Dataset excerpts on object pointing
════════════════════
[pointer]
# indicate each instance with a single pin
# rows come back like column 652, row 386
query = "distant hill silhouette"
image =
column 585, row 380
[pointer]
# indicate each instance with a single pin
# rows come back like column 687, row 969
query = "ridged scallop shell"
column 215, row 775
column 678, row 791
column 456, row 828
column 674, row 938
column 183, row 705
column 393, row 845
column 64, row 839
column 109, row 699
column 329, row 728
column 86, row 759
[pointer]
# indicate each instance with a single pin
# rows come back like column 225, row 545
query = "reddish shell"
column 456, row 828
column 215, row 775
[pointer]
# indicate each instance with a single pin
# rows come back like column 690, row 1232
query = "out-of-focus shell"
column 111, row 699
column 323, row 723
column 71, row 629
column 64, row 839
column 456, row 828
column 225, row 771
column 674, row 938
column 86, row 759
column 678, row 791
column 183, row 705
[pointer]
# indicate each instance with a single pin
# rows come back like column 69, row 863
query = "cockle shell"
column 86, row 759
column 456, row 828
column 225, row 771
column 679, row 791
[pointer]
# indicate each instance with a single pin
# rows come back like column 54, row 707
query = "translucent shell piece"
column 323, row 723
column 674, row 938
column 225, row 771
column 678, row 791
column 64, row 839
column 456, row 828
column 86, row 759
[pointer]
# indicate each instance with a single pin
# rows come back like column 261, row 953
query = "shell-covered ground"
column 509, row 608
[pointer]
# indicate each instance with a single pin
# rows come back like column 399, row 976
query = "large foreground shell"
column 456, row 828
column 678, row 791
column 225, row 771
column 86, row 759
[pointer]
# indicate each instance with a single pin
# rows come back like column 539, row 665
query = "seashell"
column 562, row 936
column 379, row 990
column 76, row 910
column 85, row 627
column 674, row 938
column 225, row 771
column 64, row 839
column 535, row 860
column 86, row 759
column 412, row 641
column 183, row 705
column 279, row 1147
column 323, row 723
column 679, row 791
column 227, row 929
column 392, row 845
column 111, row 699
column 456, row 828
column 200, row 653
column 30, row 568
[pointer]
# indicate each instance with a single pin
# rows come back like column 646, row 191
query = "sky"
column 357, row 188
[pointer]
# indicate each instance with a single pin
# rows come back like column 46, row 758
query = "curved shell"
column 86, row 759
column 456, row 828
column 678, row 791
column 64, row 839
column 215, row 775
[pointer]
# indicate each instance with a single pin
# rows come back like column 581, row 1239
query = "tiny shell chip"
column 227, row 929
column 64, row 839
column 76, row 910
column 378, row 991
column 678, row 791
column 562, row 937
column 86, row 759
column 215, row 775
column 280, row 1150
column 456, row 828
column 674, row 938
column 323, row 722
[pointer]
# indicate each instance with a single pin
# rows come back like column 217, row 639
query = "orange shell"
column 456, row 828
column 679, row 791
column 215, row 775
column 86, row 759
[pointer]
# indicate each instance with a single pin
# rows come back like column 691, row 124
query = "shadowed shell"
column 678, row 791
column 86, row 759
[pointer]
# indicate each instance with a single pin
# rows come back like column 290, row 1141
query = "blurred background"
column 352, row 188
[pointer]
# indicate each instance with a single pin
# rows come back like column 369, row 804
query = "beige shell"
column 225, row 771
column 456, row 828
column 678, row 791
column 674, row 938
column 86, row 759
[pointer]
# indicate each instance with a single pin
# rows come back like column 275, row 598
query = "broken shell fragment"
════════════════════
EXERCISE DIRECTIONS: Copy all of the data above, line for line, without altering anything.

RESULT OF THIS EXERCISE:
[pointer]
# indicate each instance with a single pin
# rows come back like column 652, row 386
query = "distant hill silhouette"
image =
column 585, row 380
[pointer]
# indicate each instance with a single pin
# rows come back like column 687, row 969
query = "ridged scallop shell"
column 215, row 775
column 678, row 791
column 456, row 828
column 674, row 938
column 183, row 705
column 393, row 845
column 64, row 839
column 109, row 699
column 329, row 728
column 86, row 759
[pointer]
# indicate each instance with a single pin
# rows come back like column 225, row 545
query = "reddish shell"
column 456, row 828
column 215, row 775
[pointer]
# indicate each instance with a single pin
# rows come back like column 690, row 1232
query = "out-of-focus shell"
column 111, row 699
column 323, row 723
column 71, row 629
column 64, row 839
column 456, row 828
column 225, row 771
column 674, row 938
column 86, row 759
column 678, row 791
column 183, row 705
[pointer]
# indicate each instance with a single pin
# rows come back like column 69, row 863
query = "cockle shell"
column 86, row 759
column 456, row 828
column 225, row 771
column 679, row 791
[pointer]
# indicate each instance with a single pin
# rows come back like column 54, row 707
query = "translucent shell piece"
column 323, row 723
column 674, row 938
column 225, row 771
column 678, row 791
column 64, row 839
column 456, row 828
column 86, row 759
[pointer]
# indicate each instance with a single pin
# rows come back like column 261, row 953
query = "shell-covered ground"
column 509, row 608
[pointer]
# indicate each instance with a single pin
# rows come back like column 399, row 976
query = "large foreground shell"
column 456, row 828
column 678, row 791
column 225, row 771
column 86, row 759
[pointer]
# indicate each instance with a single pin
# rows come back like column 539, row 665
query = "seashell"
column 562, row 936
column 379, row 990
column 76, row 910
column 85, row 627
column 674, row 938
column 225, row 771
column 64, row 839
column 535, row 860
column 86, row 759
column 412, row 641
column 183, row 705
column 279, row 1147
column 323, row 723
column 679, row 791
column 227, row 929
column 392, row 845
column 111, row 699
column 456, row 828
column 200, row 653
column 30, row 568
[pointer]
# indicate each instance with a single pin
# rows come back like column 646, row 191
query = "sky"
column 357, row 188
[pointer]
# indicate each instance with a single pin
# rows come back like column 46, row 758
query = "curved shell"
column 86, row 759
column 456, row 828
column 678, row 791
column 64, row 839
column 215, row 775
[pointer]
# indicate each instance with a single pin
# rows come back like column 581, row 1239
query = "tiny shell chip"
column 227, row 929
column 64, row 839
column 76, row 910
column 378, row 991
column 678, row 791
column 562, row 937
column 86, row 759
column 215, row 775
column 280, row 1150
column 456, row 828
column 674, row 938
column 323, row 722
[pointer]
# indicate each instance with a single pin
# rows come back like column 217, row 639
query = "orange shell"
column 456, row 828
column 679, row 791
column 215, row 775
column 86, row 759
[pointer]
# indicate each instance with a single pin
# rows come back like column 691, row 124
query = "shadowed shell"
column 678, row 791
column 86, row 759
[pointer]
# indicate each instance with a single pin
# rows come back like column 290, row 1141
query = "blurred background"
column 352, row 188
[pointer]
# indicate each instance with a single pin
# rows come back like column 369, row 804
query = "beige shell"
column 225, row 771
column 456, row 828
column 678, row 791
column 674, row 938
column 86, row 759
[pointer]
# indicate each instance with a single pin
# rows come back like column 275, row 598
query = "broken shell fragment"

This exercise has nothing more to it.